◆ Problem statement: Report every line in the items below that contains the string "gray". Give each matching line in full.

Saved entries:
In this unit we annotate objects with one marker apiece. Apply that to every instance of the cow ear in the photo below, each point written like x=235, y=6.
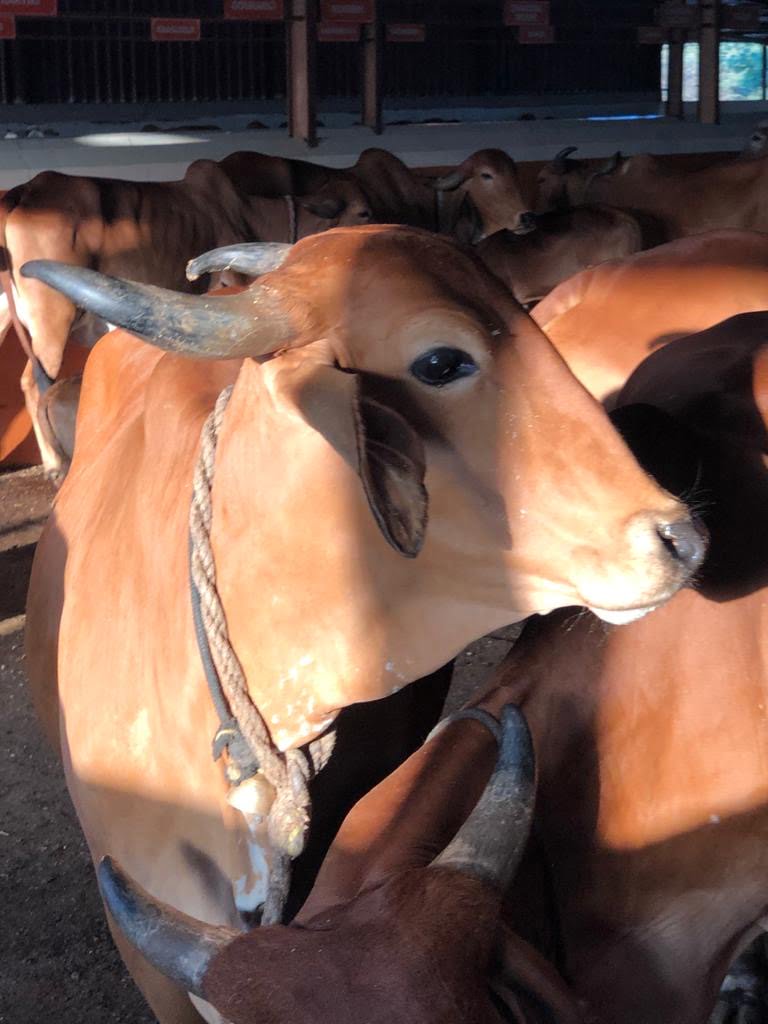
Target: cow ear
x=390, y=463
x=526, y=983
x=760, y=384
x=377, y=441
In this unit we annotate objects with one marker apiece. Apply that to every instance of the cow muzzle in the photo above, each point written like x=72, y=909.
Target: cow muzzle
x=663, y=555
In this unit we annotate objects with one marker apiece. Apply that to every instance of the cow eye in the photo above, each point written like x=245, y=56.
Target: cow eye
x=441, y=366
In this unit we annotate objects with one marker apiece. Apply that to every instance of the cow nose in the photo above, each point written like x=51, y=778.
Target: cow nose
x=685, y=541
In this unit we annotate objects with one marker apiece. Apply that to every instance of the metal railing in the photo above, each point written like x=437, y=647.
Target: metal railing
x=99, y=51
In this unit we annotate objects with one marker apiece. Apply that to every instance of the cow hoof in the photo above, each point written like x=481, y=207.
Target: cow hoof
x=743, y=995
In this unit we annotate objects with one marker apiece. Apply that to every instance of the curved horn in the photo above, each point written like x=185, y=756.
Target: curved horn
x=179, y=946
x=558, y=162
x=450, y=181
x=609, y=166
x=251, y=323
x=491, y=842
x=253, y=258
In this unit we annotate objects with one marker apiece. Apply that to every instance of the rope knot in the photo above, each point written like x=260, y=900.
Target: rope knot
x=244, y=731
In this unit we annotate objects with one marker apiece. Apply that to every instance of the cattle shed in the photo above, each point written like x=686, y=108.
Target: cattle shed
x=140, y=89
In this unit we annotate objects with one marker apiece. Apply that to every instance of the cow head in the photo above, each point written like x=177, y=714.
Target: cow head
x=419, y=941
x=564, y=182
x=343, y=204
x=392, y=390
x=488, y=178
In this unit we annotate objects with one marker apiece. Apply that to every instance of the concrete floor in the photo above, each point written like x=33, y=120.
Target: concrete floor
x=163, y=155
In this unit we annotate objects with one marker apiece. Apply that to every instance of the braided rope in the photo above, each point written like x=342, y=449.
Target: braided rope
x=289, y=772
x=292, y=219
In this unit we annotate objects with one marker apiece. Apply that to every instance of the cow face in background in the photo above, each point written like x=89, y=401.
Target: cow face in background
x=488, y=178
x=565, y=181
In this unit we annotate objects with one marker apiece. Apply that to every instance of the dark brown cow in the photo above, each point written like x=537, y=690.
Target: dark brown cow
x=415, y=936
x=651, y=738
x=481, y=196
x=564, y=243
x=604, y=322
x=671, y=202
x=144, y=230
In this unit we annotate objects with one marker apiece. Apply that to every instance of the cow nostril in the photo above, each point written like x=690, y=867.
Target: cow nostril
x=685, y=542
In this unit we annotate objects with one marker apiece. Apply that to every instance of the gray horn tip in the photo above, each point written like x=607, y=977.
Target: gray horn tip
x=251, y=258
x=39, y=268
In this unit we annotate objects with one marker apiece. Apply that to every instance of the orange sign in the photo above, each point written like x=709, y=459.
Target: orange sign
x=744, y=17
x=39, y=8
x=525, y=12
x=651, y=35
x=254, y=10
x=401, y=33
x=175, y=30
x=336, y=32
x=536, y=34
x=349, y=11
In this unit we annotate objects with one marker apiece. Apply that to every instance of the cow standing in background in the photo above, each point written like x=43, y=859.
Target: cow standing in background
x=604, y=322
x=396, y=480
x=142, y=230
x=671, y=202
x=479, y=197
x=652, y=817
x=564, y=243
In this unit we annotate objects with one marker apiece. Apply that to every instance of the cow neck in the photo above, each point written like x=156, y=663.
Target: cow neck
x=243, y=731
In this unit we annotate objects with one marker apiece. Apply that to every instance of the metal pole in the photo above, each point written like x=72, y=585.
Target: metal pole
x=709, y=62
x=301, y=40
x=373, y=71
x=675, y=74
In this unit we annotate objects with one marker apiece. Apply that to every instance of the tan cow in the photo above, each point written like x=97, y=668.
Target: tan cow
x=390, y=399
x=604, y=322
x=413, y=933
x=145, y=230
x=479, y=197
x=563, y=243
x=672, y=202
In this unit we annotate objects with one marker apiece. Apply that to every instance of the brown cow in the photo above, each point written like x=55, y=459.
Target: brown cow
x=605, y=321
x=145, y=230
x=670, y=201
x=397, y=360
x=564, y=243
x=415, y=936
x=651, y=738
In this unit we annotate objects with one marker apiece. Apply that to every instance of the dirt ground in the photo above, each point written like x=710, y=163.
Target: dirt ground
x=57, y=961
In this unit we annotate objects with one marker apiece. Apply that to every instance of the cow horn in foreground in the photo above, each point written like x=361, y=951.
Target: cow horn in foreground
x=491, y=842
x=558, y=163
x=253, y=258
x=176, y=944
x=251, y=323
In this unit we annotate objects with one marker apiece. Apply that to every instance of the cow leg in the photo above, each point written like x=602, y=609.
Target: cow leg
x=31, y=390
x=170, y=1004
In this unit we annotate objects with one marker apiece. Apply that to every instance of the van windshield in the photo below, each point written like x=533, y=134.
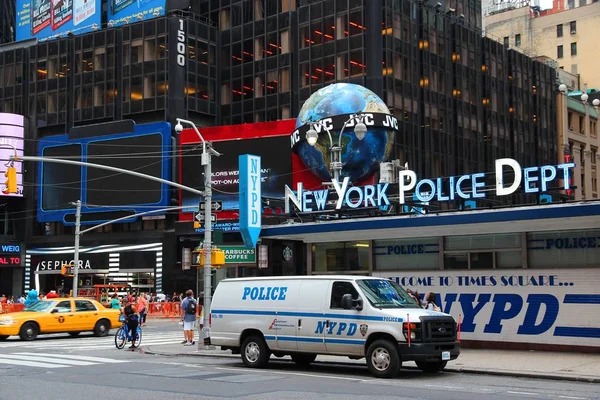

◆ Problem solution:
In this unit we annotate objects with one marker apiece. Apply that to every instance of the gray horn tip in the photo above, each point written like x=607, y=977.
Target: gray horn tip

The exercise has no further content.